▸ REQUIRED WORK:
Reproduce every one of the items below word for word, from the first line to the last, leaving out the pictures.

Entries from a set of point annotations:
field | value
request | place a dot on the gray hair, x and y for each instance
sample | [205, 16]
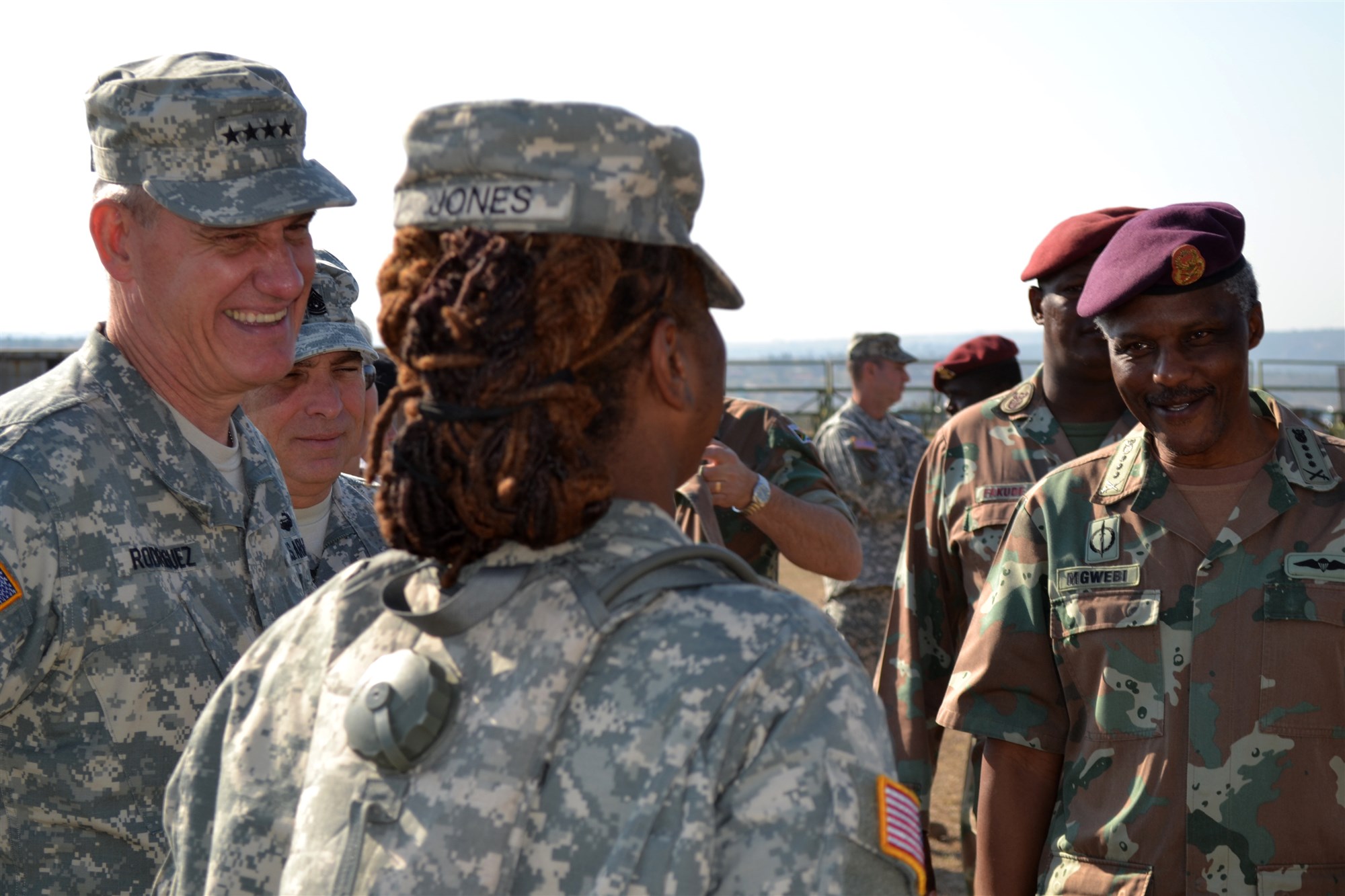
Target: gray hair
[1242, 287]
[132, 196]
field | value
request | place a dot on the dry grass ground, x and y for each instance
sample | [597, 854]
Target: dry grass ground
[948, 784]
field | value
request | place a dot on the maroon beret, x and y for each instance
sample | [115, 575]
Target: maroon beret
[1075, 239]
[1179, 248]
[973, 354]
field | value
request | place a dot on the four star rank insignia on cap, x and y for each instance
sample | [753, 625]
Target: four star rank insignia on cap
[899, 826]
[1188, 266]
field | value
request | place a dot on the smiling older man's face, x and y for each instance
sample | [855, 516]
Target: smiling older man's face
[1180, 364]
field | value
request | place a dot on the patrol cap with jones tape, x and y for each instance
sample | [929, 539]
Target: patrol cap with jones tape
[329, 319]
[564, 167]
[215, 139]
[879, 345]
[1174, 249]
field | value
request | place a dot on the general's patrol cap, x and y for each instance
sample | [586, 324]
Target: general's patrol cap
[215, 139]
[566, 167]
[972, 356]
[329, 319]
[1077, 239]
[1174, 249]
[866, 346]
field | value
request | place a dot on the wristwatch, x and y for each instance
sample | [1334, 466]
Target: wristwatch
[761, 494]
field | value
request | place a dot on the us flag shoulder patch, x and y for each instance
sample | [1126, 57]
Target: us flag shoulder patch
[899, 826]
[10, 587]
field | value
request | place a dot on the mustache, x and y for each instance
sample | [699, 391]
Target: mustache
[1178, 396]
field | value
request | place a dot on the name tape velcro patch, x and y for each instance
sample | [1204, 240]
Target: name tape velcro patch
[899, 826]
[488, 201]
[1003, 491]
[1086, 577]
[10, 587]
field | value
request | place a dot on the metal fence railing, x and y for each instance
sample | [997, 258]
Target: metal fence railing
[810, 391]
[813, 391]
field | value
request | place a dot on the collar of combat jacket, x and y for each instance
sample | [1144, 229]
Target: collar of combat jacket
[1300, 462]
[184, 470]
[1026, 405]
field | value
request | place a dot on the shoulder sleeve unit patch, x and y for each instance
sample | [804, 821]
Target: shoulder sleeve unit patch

▸ SOLUTION FOR THIS EXERCISE:
field | value
request | place a dot on the gray hair, x and y for each instance
sample | [205, 16]
Target: gray hair
[1242, 287]
[132, 196]
field | value
request | place a dot on the dry grass ground, x and y for each instance
sample | [597, 854]
Target: dry grass ground
[948, 784]
field | value
request | place a dot on the maroon beret, x and y for each instance
sample | [115, 575]
Target: maroon beret
[1075, 239]
[1179, 248]
[973, 354]
field | value
request | place a dot on the four star rank insignia on cap, x and y for each instance
sample | [753, 625]
Target: four star rank insignia on cap
[899, 826]
[1188, 266]
field | value
request | place a dot on the smiling older man's face, x and y for each instance
sample | [855, 516]
Target: smiling older man's face
[1180, 364]
field | value
request | place a dot on the patrol cap with jones tape, x and y for each instance
sample | [929, 539]
Target: patrol cap with jones tape
[329, 319]
[564, 167]
[215, 139]
[879, 345]
[1174, 249]
field | value
request | place a dot on the general's patrol cap, x and y for each instance
sample | [586, 324]
Target: general's patrol cap
[215, 139]
[566, 167]
[972, 356]
[329, 319]
[1077, 239]
[1174, 249]
[866, 346]
field | value
request | place a dot on the wristwatch, x and y for each instance
sample | [1334, 466]
Target: wristwatch
[761, 494]
field | value
request | place a dot on the us flag shoulder patch, x and y for each instance
sample | [1126, 57]
Target: us flag shoulder patch
[899, 826]
[10, 587]
field | value
request | place a dot on the mustache, x and y for each instance
sample | [699, 391]
Target: mustache
[1178, 396]
field | value
request | place a dot on the name tape velcro patch, x and y for each instance
sample | [1204, 240]
Target: name tape velcro patch
[899, 826]
[488, 201]
[1003, 491]
[1086, 577]
[10, 587]
field | value
request | place a dot on the metal fence railing, x and y for each instance
sample | [997, 258]
Target: metal fence railing
[810, 391]
[813, 391]
field | value
request | place a dot on the collar of combat jacket, x and y for each instance
sample | [1144, 229]
Target: collar of combat jacket
[1300, 462]
[184, 470]
[1026, 405]
field | value
request | place a dot on the shoulder sleeve unit patch, x and y for each instance
sample | [804, 821]
Target: shoulder sleeve unit patch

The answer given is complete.